*** DATA RECORDS Section Begins ***

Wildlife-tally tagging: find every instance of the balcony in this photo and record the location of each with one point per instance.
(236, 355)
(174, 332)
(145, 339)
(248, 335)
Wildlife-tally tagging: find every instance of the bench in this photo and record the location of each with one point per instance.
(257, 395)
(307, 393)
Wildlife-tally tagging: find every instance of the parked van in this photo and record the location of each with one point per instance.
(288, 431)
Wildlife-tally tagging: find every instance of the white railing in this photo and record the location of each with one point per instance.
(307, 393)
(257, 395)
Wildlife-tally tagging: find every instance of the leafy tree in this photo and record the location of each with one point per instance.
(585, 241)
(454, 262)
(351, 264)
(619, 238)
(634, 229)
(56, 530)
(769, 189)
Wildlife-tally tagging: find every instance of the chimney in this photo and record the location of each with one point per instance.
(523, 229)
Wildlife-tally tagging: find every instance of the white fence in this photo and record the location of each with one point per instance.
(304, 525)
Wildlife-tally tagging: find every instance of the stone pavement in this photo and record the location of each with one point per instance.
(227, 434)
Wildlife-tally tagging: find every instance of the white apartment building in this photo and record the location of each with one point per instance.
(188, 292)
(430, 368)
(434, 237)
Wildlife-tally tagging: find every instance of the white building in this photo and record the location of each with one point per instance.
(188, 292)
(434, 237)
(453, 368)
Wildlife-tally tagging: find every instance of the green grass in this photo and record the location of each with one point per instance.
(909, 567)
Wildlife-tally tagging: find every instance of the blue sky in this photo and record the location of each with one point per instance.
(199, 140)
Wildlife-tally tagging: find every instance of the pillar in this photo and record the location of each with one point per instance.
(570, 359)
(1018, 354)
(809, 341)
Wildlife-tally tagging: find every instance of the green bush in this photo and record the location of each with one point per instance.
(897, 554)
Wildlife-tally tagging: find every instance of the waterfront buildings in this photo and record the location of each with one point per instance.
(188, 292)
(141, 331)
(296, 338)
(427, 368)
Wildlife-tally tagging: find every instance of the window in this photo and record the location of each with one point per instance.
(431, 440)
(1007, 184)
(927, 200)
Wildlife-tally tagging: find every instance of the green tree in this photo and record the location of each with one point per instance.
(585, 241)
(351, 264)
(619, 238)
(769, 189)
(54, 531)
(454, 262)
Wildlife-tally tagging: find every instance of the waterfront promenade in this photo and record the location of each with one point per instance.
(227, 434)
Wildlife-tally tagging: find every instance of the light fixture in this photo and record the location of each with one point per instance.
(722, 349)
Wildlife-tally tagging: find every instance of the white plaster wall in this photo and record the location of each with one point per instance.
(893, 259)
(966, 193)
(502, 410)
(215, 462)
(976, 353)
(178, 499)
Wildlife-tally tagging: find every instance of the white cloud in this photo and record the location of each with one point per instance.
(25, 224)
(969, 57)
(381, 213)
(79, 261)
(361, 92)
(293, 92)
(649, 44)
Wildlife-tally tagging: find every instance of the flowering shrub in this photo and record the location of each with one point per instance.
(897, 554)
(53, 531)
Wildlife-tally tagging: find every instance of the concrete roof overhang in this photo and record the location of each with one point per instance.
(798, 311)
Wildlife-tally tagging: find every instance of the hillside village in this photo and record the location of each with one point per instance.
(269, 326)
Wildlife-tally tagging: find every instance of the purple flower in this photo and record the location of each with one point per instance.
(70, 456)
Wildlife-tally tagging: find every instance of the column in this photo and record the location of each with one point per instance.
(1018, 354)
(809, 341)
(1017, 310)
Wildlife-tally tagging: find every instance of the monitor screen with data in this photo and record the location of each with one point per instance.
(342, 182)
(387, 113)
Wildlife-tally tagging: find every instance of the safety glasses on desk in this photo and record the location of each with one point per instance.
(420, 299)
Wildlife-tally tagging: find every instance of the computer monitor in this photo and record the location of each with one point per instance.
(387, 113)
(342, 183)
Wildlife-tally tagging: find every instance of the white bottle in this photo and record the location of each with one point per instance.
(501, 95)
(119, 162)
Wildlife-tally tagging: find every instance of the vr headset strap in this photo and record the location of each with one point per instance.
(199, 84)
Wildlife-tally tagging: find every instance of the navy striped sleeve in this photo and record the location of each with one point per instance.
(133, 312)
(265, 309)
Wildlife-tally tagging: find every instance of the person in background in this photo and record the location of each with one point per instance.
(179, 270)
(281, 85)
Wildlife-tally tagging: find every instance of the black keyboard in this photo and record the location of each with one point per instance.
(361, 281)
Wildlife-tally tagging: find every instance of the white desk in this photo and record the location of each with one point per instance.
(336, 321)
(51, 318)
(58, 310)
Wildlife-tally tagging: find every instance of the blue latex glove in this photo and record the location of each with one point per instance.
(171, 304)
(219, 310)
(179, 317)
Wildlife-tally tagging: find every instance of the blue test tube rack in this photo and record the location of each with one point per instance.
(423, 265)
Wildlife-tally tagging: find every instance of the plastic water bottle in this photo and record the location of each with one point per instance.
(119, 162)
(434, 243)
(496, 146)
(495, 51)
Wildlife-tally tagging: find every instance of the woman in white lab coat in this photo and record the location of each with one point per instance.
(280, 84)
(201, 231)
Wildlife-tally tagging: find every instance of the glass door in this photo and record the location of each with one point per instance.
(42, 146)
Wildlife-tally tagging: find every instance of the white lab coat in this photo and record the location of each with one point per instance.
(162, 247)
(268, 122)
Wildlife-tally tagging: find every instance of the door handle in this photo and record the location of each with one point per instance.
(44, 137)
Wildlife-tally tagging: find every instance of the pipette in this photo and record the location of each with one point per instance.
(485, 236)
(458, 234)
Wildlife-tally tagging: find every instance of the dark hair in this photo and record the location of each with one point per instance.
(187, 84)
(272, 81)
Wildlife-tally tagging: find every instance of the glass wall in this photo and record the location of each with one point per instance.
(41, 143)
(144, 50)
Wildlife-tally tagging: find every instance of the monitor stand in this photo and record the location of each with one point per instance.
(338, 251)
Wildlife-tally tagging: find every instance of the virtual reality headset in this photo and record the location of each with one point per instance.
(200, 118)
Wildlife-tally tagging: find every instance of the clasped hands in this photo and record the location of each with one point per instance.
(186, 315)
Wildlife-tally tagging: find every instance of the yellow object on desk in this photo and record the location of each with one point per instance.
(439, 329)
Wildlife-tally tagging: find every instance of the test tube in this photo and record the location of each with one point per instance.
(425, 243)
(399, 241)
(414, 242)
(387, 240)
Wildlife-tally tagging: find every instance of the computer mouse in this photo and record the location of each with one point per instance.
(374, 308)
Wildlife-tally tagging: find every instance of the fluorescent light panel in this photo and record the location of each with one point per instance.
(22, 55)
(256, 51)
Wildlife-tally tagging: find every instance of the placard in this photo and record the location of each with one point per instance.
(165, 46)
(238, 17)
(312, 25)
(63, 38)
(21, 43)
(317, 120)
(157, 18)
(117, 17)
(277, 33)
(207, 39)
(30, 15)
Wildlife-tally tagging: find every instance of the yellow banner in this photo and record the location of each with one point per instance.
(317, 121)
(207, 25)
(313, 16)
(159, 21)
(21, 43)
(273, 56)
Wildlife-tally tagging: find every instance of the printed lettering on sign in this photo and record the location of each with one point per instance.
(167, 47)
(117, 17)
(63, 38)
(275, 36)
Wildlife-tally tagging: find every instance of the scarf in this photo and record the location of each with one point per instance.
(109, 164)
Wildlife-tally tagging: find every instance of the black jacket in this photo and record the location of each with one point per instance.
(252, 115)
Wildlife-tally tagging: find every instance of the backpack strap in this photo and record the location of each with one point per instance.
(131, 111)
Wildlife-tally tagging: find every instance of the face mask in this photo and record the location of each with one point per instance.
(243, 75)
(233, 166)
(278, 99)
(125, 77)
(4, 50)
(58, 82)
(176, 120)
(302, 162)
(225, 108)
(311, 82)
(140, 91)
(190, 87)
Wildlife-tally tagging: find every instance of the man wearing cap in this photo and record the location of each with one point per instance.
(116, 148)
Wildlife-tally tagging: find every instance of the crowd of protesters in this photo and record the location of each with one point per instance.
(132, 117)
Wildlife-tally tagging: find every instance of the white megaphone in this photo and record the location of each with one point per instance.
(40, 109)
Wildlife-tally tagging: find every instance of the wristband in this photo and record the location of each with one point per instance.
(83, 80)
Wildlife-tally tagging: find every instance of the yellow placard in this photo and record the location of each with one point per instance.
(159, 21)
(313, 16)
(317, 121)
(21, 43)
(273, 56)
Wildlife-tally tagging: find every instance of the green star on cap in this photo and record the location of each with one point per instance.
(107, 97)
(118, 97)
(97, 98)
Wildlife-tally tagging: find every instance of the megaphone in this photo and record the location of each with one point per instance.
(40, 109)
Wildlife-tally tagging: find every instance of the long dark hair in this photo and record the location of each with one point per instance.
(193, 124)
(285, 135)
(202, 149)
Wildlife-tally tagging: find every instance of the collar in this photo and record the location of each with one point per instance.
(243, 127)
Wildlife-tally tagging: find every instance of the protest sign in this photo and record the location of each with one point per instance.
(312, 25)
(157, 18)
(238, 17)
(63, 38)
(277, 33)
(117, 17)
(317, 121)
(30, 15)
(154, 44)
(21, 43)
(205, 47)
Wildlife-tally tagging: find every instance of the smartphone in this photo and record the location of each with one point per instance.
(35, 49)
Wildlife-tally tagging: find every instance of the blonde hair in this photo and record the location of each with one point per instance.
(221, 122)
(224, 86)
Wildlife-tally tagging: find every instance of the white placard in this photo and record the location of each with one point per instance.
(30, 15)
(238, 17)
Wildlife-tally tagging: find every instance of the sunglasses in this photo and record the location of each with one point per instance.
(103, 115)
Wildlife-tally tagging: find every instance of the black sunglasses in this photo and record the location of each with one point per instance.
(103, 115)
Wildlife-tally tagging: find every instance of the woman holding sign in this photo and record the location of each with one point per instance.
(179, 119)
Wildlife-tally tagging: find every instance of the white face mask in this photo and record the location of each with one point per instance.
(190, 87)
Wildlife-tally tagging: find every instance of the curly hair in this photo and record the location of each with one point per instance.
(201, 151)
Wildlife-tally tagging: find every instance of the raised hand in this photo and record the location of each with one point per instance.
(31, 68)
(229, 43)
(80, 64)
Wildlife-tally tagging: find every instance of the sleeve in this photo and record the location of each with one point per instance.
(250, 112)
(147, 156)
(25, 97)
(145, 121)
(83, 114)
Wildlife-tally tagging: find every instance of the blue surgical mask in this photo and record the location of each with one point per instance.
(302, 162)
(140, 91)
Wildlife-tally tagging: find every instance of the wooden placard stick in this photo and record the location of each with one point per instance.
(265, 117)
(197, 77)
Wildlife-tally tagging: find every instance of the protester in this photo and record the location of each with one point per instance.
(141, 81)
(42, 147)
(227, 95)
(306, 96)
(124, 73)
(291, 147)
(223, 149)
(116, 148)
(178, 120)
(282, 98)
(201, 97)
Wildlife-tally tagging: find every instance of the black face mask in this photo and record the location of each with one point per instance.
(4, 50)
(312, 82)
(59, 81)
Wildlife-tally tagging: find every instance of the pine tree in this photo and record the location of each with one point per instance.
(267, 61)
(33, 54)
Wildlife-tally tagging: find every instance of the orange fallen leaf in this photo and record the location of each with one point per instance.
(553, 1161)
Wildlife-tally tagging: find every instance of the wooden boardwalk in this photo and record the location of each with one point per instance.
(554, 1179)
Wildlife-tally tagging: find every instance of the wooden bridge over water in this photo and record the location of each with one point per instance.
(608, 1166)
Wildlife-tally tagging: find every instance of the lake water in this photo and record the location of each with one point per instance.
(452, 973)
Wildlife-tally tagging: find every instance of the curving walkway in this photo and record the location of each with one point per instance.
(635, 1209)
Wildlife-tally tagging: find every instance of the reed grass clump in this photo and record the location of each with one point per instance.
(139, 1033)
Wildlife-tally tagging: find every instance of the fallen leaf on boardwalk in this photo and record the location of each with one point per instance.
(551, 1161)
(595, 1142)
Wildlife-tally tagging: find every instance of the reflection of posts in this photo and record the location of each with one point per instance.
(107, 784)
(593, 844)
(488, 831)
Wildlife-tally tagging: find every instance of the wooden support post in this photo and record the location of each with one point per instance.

*** DATA RECORDS Section Ends ***

### WORK REQUEST:
The answer is the line with "Wildlife-tally tagging: find every instance of the reed" plus every line after it to the last line of the entries above, copied exactly and with no other lines.

### YOUR RESPONSE:
Wildlife-tally tagging: find every instance of the reed grass clump in this photo and record the location of each with one point per instance.
(139, 1033)
Wildlife-tally tagging: find every instance of the fallen leaf on boardwalk in this photo and record the location of each with one point per instance.
(551, 1161)
(595, 1142)
Wildlife-tally tagging: find every instance of the reflection of posts in this photo and record the location of each with one point per instance.
(107, 784)
(593, 844)
(488, 831)
Wildlife-tally tagging: find every instance of the wooden support post in this photo and record the location of each with one point per instance.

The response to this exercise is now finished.